(Short problem) Pick out every line below that contains the string "molding", and copy each one unchanged.

(Record set)
+++
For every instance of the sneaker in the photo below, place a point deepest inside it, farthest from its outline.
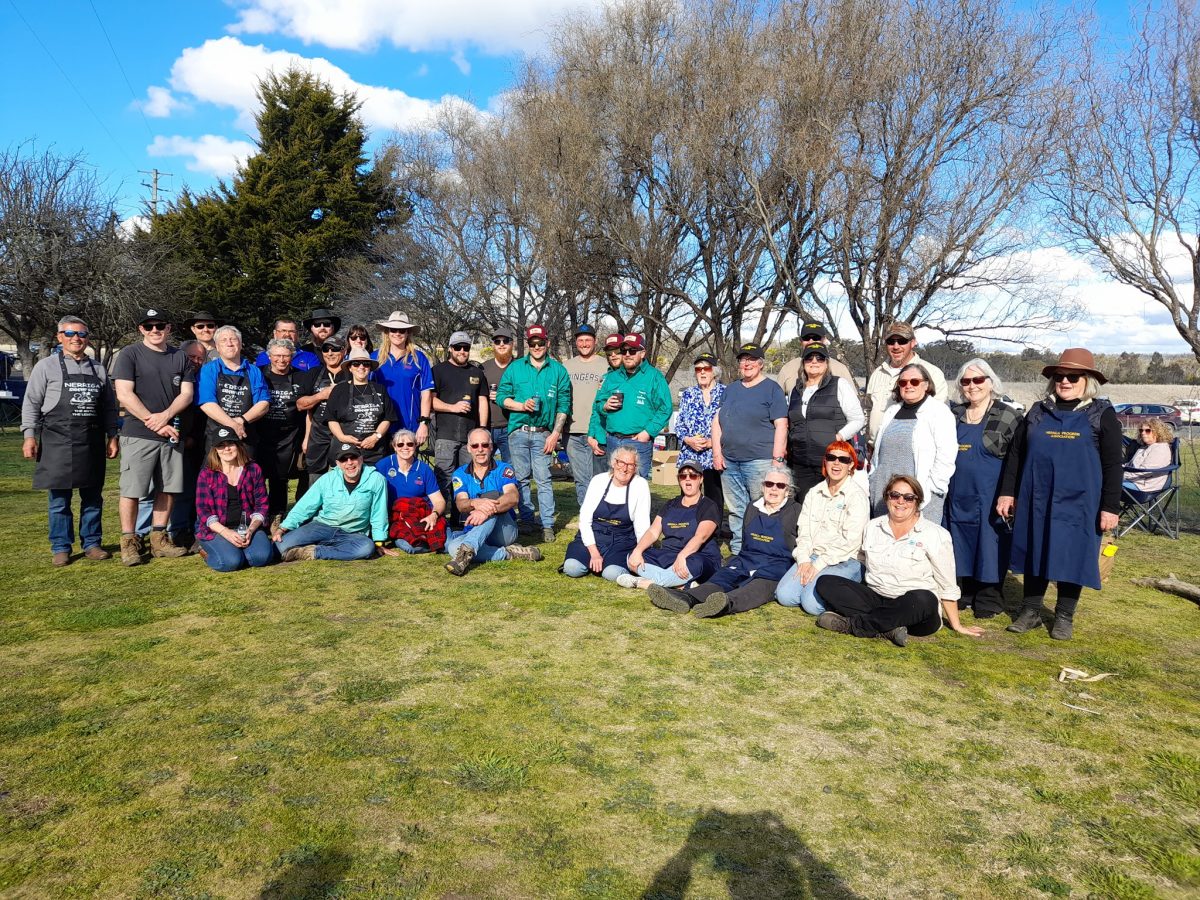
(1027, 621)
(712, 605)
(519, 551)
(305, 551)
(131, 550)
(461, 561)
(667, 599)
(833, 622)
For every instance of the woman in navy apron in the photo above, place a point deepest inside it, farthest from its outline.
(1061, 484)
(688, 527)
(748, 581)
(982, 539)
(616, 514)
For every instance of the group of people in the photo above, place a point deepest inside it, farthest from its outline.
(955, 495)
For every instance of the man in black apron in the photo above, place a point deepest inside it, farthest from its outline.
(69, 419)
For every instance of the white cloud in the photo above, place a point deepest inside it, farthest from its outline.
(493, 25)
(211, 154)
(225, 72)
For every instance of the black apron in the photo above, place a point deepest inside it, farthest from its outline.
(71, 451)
+++
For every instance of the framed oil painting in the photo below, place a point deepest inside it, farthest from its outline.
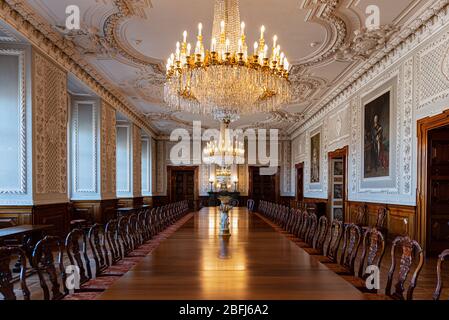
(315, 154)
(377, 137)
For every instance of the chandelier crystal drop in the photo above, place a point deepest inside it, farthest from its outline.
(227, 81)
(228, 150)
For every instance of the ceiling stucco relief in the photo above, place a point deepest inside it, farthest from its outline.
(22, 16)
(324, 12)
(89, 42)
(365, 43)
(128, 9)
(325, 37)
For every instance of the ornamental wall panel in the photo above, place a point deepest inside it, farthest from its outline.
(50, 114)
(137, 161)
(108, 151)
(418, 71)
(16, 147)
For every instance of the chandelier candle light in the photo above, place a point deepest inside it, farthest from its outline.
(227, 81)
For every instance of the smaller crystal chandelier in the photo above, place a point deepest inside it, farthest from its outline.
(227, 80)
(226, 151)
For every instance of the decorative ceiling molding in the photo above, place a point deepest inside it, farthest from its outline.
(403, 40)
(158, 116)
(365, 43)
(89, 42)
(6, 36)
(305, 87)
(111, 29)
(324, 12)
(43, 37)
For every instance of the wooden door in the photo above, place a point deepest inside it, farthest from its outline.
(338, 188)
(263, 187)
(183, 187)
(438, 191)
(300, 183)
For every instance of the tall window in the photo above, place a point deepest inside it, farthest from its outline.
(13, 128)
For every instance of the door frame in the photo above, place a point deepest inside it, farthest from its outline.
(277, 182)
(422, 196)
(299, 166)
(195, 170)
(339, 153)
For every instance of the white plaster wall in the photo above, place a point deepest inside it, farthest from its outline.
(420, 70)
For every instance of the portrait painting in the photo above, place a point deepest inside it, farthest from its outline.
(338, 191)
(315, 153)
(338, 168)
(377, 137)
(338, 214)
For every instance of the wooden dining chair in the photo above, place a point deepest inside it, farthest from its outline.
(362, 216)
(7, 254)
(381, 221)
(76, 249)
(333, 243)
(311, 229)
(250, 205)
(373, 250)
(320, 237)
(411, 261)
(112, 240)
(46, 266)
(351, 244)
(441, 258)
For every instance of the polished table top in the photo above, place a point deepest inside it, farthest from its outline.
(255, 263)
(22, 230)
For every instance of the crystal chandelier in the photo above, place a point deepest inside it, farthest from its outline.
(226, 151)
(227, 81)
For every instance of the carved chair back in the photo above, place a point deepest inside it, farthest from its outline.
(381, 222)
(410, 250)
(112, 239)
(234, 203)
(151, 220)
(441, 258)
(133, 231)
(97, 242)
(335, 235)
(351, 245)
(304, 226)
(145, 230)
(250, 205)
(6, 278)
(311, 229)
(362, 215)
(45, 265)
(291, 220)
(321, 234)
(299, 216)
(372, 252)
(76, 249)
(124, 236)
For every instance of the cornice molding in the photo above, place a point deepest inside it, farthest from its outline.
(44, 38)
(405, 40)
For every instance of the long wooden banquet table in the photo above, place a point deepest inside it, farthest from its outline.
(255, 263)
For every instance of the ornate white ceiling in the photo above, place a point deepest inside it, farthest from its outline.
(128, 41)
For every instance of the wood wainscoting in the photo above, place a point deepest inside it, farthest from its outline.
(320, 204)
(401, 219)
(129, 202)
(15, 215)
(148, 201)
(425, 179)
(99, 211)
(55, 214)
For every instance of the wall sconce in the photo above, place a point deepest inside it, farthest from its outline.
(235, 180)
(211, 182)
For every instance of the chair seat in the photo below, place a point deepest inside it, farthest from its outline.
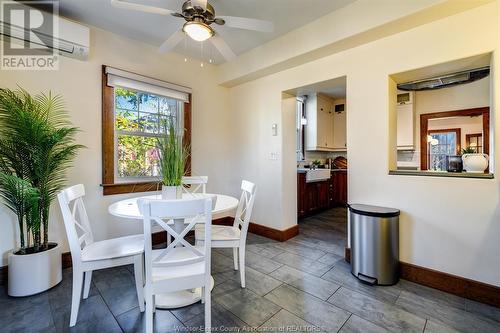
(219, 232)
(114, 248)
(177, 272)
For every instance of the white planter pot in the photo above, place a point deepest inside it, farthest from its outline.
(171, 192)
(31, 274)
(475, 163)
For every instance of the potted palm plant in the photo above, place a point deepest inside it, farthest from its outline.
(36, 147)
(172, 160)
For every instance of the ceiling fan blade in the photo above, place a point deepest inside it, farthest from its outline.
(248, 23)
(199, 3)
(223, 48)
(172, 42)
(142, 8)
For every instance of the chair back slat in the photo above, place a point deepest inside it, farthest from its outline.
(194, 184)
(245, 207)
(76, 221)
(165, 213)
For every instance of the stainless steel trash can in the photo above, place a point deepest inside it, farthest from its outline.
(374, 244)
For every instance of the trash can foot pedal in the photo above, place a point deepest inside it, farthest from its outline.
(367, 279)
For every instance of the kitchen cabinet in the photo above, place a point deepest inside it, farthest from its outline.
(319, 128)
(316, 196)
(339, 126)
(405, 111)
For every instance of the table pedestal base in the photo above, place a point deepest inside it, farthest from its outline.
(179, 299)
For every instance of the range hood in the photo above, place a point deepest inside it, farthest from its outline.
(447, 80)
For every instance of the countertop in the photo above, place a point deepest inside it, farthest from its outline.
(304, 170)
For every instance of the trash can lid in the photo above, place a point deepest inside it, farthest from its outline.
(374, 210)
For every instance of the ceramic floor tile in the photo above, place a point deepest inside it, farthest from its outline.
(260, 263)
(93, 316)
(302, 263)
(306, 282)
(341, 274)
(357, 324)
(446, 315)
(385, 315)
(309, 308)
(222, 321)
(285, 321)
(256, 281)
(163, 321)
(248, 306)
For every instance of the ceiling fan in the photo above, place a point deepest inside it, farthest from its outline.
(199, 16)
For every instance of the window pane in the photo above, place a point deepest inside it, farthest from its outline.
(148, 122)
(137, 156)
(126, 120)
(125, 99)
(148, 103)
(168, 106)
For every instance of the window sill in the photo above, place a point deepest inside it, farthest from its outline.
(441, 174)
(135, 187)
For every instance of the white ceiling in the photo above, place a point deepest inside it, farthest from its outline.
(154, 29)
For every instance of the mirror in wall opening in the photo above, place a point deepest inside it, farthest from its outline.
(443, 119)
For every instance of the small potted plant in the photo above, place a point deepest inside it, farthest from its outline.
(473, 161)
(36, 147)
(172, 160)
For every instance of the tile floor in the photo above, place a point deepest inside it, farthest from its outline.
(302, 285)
+++
(Answer for the task)
For every instance of the decorative ceiling molding in the photo above, place a point deepest inside it, farthest from its outline.
For every instance of the cornice molding in the photo above, place a point deepest inside it, farthest from its outline.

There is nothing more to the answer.